▶ **Exercise description**
Which lines of the entries below contain the string "dirt"? Find them and copy each one, counting a match only when the case is the same.

▶ **Given records**
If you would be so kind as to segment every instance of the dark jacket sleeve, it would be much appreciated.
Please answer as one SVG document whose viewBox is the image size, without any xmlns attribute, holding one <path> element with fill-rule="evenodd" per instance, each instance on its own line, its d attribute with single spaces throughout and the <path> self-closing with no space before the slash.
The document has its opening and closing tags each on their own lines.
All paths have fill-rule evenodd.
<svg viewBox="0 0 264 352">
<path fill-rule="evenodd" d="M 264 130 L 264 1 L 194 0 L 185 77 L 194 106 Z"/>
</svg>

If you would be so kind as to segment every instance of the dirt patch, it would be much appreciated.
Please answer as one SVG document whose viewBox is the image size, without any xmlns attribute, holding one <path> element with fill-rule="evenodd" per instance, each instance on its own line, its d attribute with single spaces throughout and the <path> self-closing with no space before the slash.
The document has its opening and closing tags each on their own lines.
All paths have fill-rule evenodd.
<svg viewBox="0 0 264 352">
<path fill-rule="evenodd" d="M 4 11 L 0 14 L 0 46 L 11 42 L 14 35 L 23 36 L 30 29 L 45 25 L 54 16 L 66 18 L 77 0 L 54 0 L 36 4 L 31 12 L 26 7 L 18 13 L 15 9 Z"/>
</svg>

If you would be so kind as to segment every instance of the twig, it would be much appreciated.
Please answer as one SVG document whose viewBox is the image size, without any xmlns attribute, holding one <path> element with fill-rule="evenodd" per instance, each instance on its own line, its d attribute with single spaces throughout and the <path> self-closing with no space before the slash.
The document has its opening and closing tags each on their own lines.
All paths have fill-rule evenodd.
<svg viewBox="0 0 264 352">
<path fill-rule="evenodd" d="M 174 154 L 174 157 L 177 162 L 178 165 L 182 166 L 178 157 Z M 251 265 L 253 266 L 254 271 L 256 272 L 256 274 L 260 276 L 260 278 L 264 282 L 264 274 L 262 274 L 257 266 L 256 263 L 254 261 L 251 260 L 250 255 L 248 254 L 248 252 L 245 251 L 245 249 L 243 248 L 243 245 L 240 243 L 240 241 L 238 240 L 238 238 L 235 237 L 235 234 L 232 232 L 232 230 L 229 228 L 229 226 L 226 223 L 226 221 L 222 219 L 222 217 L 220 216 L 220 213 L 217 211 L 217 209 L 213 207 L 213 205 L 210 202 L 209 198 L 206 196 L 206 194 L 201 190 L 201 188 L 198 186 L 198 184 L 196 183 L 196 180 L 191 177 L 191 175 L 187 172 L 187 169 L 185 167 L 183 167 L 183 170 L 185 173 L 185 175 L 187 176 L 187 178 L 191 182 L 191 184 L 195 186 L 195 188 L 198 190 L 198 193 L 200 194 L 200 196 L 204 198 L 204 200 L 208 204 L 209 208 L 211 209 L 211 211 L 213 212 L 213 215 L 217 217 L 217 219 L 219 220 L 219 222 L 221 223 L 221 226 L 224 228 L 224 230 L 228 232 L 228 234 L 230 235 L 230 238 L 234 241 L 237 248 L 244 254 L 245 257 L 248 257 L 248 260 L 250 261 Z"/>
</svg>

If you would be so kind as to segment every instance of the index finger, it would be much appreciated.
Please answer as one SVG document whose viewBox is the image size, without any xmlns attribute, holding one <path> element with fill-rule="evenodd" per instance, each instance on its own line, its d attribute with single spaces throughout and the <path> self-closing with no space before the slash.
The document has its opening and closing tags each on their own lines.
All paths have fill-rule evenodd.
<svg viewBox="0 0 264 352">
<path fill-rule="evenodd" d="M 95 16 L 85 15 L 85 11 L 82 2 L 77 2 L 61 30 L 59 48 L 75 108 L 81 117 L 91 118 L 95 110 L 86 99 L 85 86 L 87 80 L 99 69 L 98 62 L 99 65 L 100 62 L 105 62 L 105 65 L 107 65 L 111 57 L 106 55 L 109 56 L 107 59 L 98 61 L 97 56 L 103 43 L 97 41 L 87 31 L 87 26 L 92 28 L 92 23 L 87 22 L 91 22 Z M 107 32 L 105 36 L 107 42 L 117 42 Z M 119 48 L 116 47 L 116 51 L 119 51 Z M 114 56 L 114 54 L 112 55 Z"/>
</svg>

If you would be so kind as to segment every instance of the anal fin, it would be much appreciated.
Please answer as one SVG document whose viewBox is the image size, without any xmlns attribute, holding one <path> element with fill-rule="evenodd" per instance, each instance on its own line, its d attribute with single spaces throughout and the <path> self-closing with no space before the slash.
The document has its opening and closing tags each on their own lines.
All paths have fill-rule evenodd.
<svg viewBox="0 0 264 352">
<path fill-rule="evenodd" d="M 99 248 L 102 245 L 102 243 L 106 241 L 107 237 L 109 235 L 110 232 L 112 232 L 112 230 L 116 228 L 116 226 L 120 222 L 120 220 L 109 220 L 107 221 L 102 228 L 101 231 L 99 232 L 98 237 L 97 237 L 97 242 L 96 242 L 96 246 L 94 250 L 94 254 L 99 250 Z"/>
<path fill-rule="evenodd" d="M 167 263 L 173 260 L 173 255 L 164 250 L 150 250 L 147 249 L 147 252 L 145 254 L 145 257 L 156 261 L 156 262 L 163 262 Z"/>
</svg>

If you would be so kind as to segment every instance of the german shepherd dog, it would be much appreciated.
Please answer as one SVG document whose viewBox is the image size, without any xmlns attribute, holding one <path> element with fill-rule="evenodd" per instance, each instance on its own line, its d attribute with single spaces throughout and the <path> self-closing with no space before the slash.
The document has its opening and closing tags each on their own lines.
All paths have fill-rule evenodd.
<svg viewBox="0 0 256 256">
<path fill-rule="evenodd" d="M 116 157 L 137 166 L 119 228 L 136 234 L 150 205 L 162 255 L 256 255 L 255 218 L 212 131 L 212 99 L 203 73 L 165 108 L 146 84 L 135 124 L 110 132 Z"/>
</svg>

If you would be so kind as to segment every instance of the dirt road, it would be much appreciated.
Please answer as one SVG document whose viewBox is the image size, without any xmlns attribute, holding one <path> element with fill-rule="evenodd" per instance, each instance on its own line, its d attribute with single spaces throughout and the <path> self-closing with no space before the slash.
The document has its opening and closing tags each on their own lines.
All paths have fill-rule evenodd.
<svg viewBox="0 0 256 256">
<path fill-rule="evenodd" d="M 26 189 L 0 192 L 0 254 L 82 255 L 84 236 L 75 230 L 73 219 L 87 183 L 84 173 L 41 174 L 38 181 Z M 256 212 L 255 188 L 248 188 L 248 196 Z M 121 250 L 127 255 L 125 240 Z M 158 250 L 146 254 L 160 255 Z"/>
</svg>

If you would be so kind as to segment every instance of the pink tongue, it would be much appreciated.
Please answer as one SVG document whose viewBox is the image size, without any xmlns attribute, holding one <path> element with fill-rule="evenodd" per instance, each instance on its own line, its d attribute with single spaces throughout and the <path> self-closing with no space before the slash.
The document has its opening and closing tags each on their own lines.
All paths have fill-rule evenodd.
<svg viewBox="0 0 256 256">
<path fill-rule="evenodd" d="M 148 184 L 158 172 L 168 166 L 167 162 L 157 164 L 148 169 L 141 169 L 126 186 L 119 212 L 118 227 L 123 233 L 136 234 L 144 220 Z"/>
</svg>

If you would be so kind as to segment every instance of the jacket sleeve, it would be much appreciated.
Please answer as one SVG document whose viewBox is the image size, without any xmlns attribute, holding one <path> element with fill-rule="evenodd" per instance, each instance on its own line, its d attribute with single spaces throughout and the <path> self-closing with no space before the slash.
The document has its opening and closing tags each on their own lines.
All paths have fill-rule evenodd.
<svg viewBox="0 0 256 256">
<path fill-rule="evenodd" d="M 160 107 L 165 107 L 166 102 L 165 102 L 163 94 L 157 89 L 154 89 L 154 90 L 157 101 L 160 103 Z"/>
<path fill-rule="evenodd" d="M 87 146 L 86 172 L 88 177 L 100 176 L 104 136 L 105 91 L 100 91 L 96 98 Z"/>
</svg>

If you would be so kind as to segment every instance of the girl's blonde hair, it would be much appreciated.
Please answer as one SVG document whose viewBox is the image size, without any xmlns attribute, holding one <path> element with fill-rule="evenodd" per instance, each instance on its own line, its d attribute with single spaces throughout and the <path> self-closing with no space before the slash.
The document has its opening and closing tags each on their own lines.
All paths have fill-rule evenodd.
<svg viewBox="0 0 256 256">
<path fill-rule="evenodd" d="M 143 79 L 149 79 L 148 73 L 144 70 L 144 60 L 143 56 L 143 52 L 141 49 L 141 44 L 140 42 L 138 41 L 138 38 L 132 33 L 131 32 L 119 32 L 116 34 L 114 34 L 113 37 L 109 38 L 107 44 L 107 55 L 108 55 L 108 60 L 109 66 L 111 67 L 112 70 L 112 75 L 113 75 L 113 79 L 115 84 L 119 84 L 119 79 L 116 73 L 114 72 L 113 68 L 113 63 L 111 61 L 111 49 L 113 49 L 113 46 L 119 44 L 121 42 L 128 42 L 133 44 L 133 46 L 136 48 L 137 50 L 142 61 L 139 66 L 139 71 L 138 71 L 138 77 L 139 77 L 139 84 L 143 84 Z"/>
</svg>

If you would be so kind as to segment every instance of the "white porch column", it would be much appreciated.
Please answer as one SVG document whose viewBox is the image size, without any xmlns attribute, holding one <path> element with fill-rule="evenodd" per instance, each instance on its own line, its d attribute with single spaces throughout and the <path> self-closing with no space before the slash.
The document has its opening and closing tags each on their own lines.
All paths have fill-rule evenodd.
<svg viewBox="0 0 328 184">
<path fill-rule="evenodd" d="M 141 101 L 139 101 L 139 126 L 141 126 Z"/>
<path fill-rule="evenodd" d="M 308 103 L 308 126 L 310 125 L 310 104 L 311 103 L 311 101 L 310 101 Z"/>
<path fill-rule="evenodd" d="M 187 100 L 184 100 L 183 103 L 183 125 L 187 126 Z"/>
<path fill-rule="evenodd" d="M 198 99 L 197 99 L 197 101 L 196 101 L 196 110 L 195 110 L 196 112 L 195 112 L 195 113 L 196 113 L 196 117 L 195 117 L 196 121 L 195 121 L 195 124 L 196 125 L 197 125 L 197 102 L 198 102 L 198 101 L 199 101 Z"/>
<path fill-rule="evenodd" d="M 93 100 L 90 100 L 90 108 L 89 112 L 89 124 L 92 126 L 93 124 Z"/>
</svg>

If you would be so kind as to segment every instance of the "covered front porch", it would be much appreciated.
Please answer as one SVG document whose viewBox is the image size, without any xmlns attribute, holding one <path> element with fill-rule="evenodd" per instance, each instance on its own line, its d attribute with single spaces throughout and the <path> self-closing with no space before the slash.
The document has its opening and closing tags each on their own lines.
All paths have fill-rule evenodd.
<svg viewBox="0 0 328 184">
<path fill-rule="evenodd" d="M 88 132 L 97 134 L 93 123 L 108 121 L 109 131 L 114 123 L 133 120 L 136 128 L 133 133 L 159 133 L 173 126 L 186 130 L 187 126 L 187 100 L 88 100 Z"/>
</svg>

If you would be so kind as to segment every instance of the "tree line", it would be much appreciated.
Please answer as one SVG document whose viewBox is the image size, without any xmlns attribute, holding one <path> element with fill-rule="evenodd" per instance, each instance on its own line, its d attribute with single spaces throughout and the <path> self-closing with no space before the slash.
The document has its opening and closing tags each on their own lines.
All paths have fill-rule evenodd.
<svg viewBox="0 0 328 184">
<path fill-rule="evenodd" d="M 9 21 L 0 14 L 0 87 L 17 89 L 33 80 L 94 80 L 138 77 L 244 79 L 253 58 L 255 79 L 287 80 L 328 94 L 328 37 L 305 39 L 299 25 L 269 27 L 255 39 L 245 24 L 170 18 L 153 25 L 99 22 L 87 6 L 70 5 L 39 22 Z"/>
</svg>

▶ **Answer in full**
If you would be so kind as to segment every instance of the dirt patch, it would be much appreciated.
If you would be so kind as to segment every instance of the dirt road, it would be much appreciated.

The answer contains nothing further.